| DATA EXCERPTS |
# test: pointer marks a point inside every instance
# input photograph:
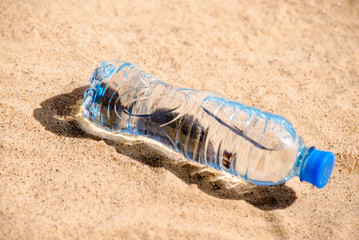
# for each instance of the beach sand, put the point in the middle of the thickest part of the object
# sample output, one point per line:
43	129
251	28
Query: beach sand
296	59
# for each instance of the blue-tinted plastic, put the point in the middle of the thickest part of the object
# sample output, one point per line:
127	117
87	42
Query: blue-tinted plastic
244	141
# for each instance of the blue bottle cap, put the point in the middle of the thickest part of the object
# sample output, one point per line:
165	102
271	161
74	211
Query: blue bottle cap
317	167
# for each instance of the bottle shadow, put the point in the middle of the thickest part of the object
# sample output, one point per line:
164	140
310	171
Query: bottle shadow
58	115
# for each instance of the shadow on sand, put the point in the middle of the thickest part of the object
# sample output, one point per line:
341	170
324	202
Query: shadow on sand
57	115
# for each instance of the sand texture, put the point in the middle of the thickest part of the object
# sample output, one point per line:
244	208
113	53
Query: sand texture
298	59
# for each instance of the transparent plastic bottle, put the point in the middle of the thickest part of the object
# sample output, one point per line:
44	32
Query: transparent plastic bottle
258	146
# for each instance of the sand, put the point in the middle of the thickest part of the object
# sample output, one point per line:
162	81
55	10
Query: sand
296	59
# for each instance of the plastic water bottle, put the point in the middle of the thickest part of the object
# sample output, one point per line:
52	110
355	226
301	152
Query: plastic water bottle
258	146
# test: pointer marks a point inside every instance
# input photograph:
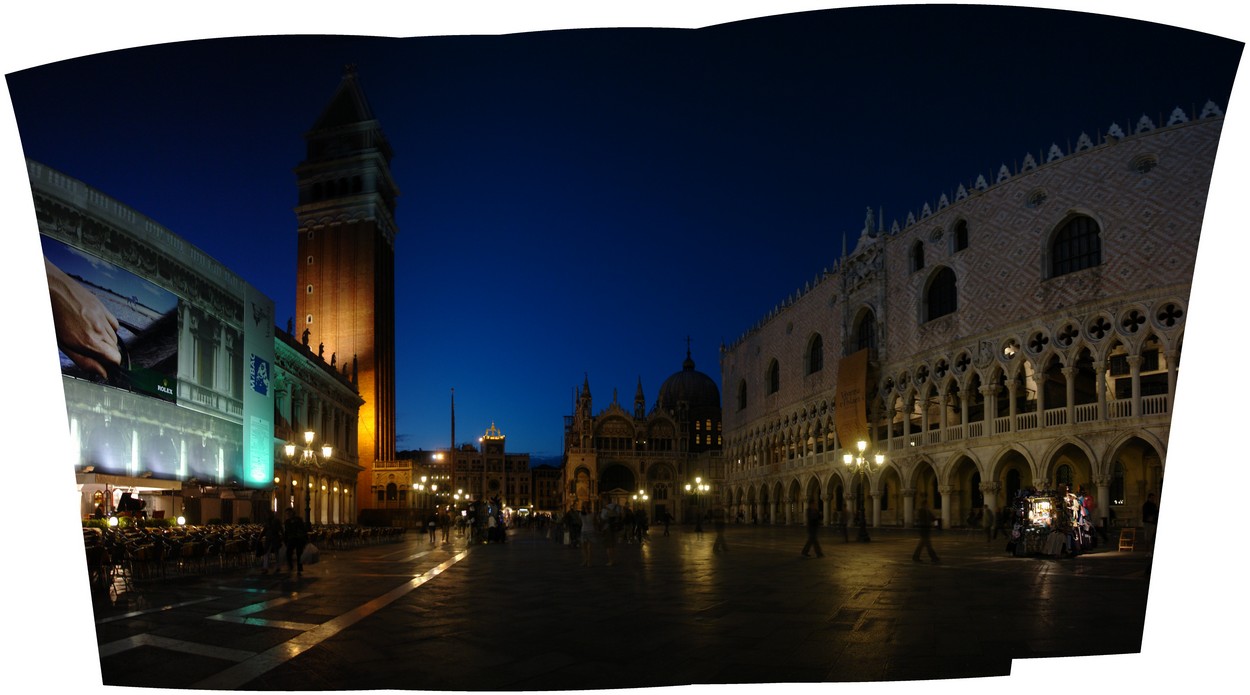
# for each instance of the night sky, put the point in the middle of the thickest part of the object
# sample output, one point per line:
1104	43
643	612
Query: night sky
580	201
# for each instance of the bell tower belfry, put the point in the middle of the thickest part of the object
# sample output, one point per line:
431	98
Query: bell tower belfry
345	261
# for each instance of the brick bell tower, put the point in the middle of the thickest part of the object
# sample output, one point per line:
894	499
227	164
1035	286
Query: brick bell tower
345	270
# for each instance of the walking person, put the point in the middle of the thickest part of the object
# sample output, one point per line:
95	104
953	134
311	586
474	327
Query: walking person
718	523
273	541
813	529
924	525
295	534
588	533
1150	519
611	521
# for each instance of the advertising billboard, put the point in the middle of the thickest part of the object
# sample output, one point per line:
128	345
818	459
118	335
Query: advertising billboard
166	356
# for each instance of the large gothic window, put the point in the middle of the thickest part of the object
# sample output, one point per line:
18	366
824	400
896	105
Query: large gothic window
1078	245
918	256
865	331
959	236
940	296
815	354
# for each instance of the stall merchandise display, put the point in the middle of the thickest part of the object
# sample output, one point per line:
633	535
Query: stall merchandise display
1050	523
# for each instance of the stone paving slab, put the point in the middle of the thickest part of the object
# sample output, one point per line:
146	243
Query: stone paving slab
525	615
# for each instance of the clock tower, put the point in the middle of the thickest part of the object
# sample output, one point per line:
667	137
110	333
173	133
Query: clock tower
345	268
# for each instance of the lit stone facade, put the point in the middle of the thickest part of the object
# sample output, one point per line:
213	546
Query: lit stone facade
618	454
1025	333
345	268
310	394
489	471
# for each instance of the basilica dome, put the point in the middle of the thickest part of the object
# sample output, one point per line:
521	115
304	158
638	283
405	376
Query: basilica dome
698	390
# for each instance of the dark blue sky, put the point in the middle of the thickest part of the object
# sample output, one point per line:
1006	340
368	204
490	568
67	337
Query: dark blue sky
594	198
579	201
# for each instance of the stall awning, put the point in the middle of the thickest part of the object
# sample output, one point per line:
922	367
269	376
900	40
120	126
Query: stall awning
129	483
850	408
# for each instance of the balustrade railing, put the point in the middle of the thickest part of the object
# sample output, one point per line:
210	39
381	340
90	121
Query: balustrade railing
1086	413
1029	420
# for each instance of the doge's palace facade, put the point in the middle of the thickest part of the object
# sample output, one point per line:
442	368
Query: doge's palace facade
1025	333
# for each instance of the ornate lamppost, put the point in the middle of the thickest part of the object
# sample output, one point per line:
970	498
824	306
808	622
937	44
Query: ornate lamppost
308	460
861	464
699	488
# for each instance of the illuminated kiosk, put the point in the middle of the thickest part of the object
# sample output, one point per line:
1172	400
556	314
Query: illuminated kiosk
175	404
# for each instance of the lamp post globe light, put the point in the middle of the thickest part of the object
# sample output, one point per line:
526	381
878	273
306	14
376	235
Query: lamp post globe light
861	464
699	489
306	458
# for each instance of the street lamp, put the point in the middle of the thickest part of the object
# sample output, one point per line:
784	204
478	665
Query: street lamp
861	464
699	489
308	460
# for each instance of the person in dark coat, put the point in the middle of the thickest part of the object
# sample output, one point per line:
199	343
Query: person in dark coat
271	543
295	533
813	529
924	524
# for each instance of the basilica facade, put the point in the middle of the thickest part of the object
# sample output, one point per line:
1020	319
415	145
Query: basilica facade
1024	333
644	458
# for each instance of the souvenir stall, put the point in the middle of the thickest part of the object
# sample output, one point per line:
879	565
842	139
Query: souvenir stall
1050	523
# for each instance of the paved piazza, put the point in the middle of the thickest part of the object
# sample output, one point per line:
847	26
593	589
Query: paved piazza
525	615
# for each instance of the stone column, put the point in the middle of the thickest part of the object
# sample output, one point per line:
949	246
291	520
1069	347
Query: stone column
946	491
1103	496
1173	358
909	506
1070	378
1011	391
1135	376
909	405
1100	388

...

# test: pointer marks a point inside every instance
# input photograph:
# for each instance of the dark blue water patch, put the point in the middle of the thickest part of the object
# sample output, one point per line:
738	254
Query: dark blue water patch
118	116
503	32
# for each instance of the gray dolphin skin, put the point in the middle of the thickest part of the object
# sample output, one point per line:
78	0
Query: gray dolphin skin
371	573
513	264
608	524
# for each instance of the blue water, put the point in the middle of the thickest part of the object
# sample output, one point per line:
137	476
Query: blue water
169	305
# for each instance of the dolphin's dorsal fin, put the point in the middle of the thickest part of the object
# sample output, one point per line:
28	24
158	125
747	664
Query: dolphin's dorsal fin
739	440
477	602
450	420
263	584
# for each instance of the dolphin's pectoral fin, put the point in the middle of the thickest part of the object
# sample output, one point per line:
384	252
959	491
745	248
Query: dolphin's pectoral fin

* * *

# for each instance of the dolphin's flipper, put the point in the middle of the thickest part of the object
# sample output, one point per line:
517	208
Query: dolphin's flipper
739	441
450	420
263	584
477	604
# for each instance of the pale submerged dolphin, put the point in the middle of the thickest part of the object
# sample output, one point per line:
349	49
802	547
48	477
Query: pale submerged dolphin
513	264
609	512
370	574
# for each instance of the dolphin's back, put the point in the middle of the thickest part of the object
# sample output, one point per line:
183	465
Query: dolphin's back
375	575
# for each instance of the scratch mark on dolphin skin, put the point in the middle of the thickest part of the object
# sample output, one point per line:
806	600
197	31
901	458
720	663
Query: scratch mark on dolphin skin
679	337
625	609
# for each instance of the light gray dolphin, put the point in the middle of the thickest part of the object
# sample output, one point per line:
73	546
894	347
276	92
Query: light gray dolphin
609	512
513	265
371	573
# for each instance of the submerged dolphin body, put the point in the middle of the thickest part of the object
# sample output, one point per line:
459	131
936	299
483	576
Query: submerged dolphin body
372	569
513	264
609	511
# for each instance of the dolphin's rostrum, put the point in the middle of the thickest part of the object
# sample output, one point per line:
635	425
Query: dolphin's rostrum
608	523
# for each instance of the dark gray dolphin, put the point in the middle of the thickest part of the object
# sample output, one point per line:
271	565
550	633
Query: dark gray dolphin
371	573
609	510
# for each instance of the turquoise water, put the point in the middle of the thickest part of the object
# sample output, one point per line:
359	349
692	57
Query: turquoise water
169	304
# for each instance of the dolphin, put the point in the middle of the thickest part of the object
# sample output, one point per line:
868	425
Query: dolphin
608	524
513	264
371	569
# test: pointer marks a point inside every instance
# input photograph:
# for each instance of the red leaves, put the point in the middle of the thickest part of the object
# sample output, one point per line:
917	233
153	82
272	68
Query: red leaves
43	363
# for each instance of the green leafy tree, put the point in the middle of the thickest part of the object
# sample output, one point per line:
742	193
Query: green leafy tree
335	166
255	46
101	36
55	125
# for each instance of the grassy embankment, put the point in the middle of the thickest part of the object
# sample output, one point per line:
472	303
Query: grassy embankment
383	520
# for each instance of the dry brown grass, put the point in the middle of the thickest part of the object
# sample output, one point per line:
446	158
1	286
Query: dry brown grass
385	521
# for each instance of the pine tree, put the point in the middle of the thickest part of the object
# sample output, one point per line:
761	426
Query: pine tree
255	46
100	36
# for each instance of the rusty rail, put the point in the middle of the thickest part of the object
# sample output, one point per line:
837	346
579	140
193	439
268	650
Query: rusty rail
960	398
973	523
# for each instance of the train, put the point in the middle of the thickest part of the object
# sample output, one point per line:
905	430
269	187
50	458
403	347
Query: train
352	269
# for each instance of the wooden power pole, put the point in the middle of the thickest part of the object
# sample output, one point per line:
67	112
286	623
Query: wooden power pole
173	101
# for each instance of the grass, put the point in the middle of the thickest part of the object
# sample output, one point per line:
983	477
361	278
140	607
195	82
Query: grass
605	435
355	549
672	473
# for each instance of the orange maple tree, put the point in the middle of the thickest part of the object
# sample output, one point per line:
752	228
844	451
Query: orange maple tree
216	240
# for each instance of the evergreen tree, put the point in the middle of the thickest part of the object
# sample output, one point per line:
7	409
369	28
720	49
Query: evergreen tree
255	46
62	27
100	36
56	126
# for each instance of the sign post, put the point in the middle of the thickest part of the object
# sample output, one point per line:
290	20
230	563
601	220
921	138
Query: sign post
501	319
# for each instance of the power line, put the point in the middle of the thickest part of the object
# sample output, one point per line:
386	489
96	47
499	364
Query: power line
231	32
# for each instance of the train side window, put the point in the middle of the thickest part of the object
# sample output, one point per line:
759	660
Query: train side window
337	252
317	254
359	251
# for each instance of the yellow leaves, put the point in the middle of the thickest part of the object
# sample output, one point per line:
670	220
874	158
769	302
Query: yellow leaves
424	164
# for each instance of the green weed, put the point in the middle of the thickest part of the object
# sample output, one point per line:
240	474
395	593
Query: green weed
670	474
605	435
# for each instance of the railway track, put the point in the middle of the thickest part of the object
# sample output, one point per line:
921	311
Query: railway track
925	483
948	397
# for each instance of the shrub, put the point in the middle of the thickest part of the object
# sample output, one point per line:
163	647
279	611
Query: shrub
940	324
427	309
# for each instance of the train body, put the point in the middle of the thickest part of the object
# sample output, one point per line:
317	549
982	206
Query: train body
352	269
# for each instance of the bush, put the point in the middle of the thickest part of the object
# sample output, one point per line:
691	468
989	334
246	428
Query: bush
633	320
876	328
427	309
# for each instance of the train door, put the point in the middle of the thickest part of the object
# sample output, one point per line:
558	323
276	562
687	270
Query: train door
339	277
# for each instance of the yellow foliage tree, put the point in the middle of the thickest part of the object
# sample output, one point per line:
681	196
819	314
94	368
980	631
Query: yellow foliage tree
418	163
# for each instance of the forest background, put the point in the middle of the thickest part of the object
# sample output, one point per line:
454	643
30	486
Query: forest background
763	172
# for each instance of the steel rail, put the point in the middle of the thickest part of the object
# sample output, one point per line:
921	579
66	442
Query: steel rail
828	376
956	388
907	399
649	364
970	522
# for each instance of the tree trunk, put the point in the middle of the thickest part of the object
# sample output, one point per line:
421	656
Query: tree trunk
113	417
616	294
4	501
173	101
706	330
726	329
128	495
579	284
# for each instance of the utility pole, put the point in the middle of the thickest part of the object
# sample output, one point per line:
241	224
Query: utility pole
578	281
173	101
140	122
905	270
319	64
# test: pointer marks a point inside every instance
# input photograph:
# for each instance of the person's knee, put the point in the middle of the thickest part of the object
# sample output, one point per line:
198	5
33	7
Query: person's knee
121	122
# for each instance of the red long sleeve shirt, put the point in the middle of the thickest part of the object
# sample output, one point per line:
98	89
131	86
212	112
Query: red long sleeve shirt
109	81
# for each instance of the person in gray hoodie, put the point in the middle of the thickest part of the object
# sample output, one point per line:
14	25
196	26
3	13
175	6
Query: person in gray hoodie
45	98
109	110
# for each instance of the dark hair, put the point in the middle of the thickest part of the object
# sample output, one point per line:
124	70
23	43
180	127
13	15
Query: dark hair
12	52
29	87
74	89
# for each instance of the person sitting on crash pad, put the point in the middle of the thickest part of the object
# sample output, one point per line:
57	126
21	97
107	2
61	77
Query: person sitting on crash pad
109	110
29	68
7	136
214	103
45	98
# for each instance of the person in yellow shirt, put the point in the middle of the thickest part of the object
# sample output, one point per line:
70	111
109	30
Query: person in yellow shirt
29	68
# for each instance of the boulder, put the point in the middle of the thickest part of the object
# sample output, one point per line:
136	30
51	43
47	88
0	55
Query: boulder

| DIRECTIONS |
Reproduce the entries starting with the line with "# for each instance of the boulder, put" and going on through the line with "Query: boulder", replacing "boulder" with "large rock" and leaving everything else unchanged.

| THE OUTPUT |
# for each instance of the large rock, put the point in the middle of the thickest part of the object
# sample output, one point per line:
136	30
51	43
47	88
0	55
Query: large rock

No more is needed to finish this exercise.